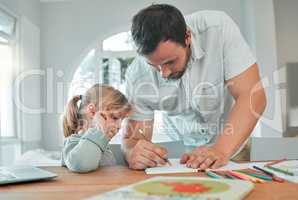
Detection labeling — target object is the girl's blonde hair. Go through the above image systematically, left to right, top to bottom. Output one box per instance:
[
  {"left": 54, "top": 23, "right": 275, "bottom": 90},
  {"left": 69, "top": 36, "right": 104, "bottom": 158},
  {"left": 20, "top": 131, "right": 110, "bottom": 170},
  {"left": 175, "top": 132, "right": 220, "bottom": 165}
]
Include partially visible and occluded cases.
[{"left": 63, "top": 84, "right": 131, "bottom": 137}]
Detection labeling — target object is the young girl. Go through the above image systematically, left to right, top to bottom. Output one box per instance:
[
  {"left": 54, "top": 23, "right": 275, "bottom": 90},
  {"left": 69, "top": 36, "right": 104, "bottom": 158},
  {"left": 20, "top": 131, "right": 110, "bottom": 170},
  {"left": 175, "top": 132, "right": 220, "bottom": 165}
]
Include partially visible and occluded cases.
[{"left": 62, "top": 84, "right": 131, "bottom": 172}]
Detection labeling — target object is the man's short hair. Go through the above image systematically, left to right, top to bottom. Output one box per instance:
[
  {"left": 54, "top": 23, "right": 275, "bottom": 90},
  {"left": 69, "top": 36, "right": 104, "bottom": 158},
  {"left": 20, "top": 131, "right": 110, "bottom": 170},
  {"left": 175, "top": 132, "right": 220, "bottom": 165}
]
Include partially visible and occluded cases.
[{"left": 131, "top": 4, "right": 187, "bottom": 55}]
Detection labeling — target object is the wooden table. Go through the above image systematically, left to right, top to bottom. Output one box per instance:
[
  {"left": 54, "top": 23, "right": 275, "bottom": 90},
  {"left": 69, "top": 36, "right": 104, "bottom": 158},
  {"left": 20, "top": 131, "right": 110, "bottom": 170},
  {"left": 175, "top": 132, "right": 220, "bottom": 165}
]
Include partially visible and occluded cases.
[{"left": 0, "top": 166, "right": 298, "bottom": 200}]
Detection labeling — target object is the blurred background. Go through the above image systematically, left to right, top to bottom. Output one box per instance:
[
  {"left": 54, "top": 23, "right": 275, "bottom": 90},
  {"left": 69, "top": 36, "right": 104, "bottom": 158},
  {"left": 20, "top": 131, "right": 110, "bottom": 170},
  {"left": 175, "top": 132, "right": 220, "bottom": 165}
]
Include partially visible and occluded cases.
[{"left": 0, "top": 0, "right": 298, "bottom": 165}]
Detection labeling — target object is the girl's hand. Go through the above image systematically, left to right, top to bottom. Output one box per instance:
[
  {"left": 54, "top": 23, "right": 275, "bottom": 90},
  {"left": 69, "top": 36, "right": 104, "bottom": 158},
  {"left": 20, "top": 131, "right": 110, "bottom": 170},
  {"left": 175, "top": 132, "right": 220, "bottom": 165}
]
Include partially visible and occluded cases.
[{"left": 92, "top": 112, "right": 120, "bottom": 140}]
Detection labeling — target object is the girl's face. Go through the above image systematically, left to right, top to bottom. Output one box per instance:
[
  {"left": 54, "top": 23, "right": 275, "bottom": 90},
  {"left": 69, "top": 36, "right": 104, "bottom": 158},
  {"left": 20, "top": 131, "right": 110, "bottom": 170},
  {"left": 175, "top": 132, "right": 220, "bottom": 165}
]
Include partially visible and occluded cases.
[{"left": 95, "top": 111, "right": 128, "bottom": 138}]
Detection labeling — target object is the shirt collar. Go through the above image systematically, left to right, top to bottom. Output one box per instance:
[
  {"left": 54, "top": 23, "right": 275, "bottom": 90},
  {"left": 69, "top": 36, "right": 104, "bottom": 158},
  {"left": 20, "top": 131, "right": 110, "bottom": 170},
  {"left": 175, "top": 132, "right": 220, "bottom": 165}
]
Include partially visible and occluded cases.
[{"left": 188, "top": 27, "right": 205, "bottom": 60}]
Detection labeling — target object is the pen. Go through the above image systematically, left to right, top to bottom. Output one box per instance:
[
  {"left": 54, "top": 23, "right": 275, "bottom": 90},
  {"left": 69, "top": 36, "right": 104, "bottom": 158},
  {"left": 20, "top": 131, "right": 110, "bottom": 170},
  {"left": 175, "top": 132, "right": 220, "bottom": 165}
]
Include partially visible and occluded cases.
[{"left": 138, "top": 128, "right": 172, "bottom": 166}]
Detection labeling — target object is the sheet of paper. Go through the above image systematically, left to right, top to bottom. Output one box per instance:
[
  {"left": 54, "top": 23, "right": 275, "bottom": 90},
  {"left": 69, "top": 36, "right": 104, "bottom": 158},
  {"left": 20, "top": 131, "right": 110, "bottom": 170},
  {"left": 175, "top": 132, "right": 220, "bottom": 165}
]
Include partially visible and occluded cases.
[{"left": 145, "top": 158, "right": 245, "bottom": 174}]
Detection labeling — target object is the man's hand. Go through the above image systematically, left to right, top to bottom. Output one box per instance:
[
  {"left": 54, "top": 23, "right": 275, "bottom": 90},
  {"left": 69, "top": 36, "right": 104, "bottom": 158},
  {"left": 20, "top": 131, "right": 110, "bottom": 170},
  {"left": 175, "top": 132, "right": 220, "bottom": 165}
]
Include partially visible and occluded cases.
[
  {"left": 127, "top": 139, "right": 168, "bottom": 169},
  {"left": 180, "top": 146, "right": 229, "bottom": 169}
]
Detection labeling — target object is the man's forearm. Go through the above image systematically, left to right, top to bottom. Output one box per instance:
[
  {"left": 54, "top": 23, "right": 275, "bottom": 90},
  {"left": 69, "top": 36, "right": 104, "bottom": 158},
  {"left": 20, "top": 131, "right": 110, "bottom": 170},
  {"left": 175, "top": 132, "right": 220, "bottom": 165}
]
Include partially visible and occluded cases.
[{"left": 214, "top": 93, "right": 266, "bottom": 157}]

○ ○ ○ ○ ○ ○ ○

**What this task involves**
How many lines of the data above contain the string "girl"? Reply with the number alone.

**Answer to the exercise**
4